• [Passage for review]
--- START ---

Every decision. Every tradeoff. Walking through a production RAG system for a news media corporation — the way a senior engineer would explain it on a whiteboard.
The prompt
"A news media corporation is exploring a Generative AI assistant to help users discover and understand content through natural language interactions. The system should provide reliable, grounded, and audience-appropriate responses aligned with the corporation's editorial standards."
On the surface this sounds like a chatbot problem. It isn't. Let's unpack the three constraints that define every architectural decision we're about to make.
Real-Time Freshness
News is perishable. A 3-day-old article about a market crash may already be superseded. The system must weight recency without hard-expiring evergreen context pieces.
Editorial Standards
This isn't Google. The corporation has a journalistic voice: factual, attributed, impartial. The AI cannot express opinions on political matters — that's a legal and institutional constraint.
Scale + Structure
A major news outlet publishes hundreds of articles per day across dozens of sections: news, opinion, analysis, live blog. The corpus is massive and heterogeneous.
Let's do this properly. The non-functional requirements are where this system gets genuinely interesting.
Functional
Non-Functional
Three plausible approaches. Let's evaluate each honestly before committing to any of them.
| Approach | How it works | The problem | Verdict |
|---|---|---|---|
| Fine-Tuning | Train the LLM on the news corpus to bake knowledge into weights | Knowledge frozen at training time. Expensive to retrain. Still hallucinates. Cannot cite sources. | ❌ Wrong tool |
| Prompt Stuffing | Dump articles directly into a huge context window | Context window limits (~200K tokens). Cannot scale to millions of articles. Expensive per query. Slow. | ❌ Doesn't scale |
| RAG | Retrieve relevant articles from a vector index, then generate grounded responses | Retrieval quality is the ceiling. Two-stage latency. Infrastructure complexity. | ✓ The right call |
RAG is only as good as the data behind it. This is where most teams underinvest.
News content arrives continuously. How you ingest it determines your freshness ceiling.
Batch Rebuild
Nightly full re-index
+ Simple to implement
− Hours of staleness on breaking news
Pure Streaming
Every article triggers immediate index
+ Minutes to live
− Complex infra, partial failure risk
Hybrid ✓
Batch baseline + streaming delta
+ Fresh for breaking news, stable for archive
− Two pipelines to maintain
Chunking is one of the highest-leverage decisions in RAG. Too large: retrieval is imprecise. Too small: you lose semantic context. For news, there's a structural advantage to exploit.

--- END ---

• [Data for review]
--- START ---

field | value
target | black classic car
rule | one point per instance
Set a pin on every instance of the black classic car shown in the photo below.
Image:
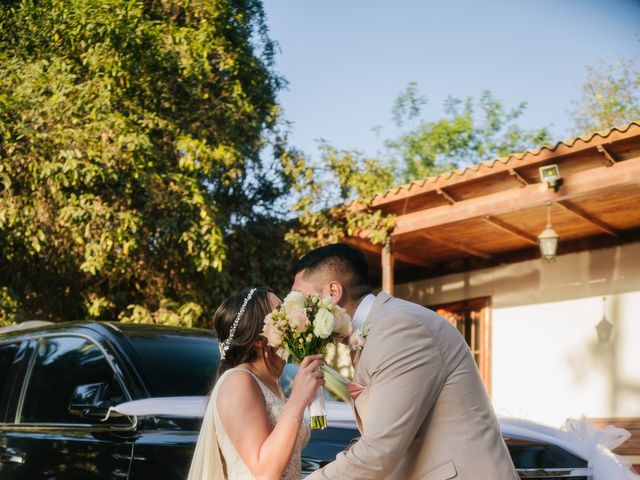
(57, 382)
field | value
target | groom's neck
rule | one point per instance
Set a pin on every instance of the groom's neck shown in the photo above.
(352, 305)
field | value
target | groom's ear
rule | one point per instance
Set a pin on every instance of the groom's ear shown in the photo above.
(336, 292)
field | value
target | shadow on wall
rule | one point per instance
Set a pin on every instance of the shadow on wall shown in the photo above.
(573, 276)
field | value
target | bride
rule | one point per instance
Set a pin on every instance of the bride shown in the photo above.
(249, 429)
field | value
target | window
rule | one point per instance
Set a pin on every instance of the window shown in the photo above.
(473, 321)
(61, 365)
(7, 356)
(177, 364)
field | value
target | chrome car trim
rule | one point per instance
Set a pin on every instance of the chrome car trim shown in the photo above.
(27, 377)
(537, 473)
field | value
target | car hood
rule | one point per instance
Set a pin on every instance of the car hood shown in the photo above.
(579, 437)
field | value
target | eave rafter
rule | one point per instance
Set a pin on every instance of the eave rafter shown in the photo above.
(506, 227)
(609, 160)
(606, 228)
(377, 249)
(455, 245)
(517, 199)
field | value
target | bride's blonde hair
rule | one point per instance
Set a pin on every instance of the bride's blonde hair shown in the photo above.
(243, 346)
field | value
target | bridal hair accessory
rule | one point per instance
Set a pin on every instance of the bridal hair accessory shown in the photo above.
(224, 346)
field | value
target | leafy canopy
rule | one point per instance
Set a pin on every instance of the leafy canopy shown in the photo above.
(471, 131)
(610, 97)
(134, 142)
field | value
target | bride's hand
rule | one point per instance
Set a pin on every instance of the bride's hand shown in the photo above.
(309, 378)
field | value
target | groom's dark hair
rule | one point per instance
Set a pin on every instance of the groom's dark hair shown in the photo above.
(342, 261)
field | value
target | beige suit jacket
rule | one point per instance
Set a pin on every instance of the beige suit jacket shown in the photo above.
(424, 413)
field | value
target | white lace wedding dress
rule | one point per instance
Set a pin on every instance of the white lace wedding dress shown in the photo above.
(213, 440)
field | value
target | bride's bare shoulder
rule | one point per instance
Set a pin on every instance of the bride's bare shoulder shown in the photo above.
(239, 389)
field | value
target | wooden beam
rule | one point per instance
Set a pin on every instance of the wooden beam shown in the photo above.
(446, 196)
(589, 218)
(496, 222)
(387, 268)
(363, 244)
(456, 245)
(609, 160)
(517, 199)
(518, 177)
(497, 168)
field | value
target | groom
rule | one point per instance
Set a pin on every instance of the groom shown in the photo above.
(423, 412)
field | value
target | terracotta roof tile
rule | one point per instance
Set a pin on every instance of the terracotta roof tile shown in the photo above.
(513, 158)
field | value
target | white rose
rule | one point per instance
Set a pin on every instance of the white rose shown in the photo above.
(323, 323)
(293, 300)
(343, 321)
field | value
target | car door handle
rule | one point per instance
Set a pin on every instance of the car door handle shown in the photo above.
(11, 456)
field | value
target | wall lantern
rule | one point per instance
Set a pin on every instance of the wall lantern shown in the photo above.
(550, 175)
(548, 240)
(604, 327)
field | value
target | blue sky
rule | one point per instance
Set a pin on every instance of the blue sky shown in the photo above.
(347, 60)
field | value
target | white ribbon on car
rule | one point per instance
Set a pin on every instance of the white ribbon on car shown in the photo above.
(582, 438)
(339, 414)
(578, 436)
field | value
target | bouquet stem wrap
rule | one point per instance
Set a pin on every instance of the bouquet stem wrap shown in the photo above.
(318, 411)
(304, 325)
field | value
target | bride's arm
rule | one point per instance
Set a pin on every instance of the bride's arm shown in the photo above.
(266, 451)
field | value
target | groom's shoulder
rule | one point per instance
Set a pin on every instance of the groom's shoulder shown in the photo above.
(403, 309)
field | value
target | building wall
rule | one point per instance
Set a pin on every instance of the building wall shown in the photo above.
(547, 362)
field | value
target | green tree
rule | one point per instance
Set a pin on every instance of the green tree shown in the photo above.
(140, 148)
(471, 131)
(610, 97)
(333, 198)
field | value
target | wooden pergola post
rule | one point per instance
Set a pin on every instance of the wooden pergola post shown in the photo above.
(387, 268)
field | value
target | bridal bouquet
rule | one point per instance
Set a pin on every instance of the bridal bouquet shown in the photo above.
(305, 325)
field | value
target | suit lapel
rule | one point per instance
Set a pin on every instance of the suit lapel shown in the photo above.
(381, 299)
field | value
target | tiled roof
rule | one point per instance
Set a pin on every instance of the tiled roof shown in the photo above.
(483, 168)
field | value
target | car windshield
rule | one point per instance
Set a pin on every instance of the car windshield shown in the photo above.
(184, 363)
(177, 363)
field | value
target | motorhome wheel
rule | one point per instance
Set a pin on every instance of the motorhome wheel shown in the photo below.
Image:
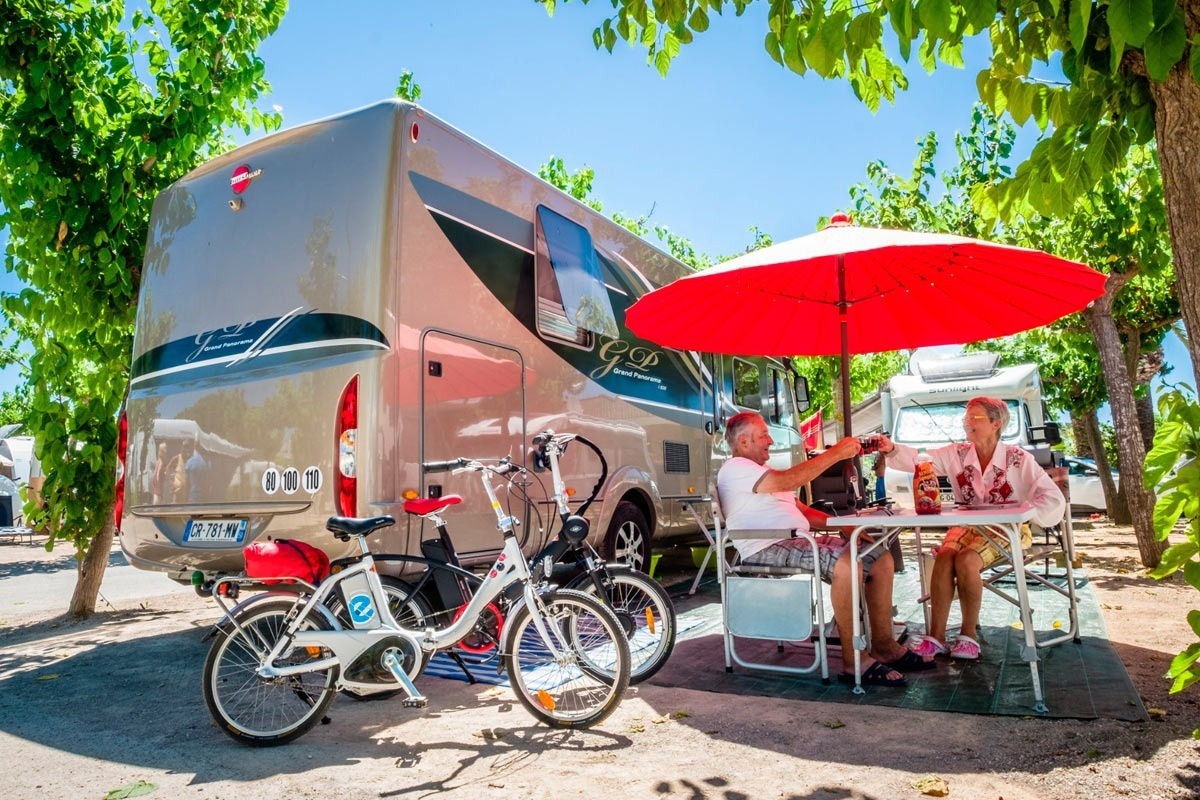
(629, 536)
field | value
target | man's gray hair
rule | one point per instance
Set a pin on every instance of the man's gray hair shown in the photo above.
(995, 408)
(737, 425)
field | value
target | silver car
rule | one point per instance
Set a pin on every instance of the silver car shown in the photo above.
(1086, 493)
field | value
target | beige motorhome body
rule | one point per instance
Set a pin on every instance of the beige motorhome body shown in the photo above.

--- END ---

• [Activity list]
- a) In the walkthrough of the news RAG system, take everything from "Every decision. Every" down to "about to make." and rewrite it with "news media corporation" changed to "broadcast network".
- b) Extend the walkthrough of the news RAG system past its final sentence, keeping its voice and format.

• [Results in order]
- a)
Every decision. Every tradeoff. Walking through a production RAG system for a broadcast network — the way a senior engineer would explain it on a whiteboard.
The prompt
"A broadcast network is exploring a Generative AI assistant to help users discover and understand content through natural language interactions. The system should provide reliable, grounded, and audience-appropriate responses aligned with the corporation's editorial standards."
On the surface this sounds like a chatbot problem. It isn't. Let's unpack the three constraints that define every architectural decision we're about to make.

- b)
| Strategy | Chunk size | Good for | Bad for |
|---|---|---|---|
| Full article | 1,000–5,000 tokens | Full context, no boundary splits | Retrieval precision collapses on large corpora |
| Fixed-size (512 tokens) | 512 tokens + overlap | Uniform retrieval units | Splits mid-sentence, loses narrative context |
| Semantic — lede + paragraphs ✓ | 150–400 tokens/chunk | Precision + journalistic structure. Lede = summary chunk. | Requires more careful parsing |
| Hierarchical (doc summary + chunks) | Multi-level index | Two-stage retrieval: summary → paragraph | More complex indexing infrastructure |
Metadata is the control plane for retrieval. Every field below enables a specific retrieval capability — filter by date, section, content type, or language. Without it, you're flying blind.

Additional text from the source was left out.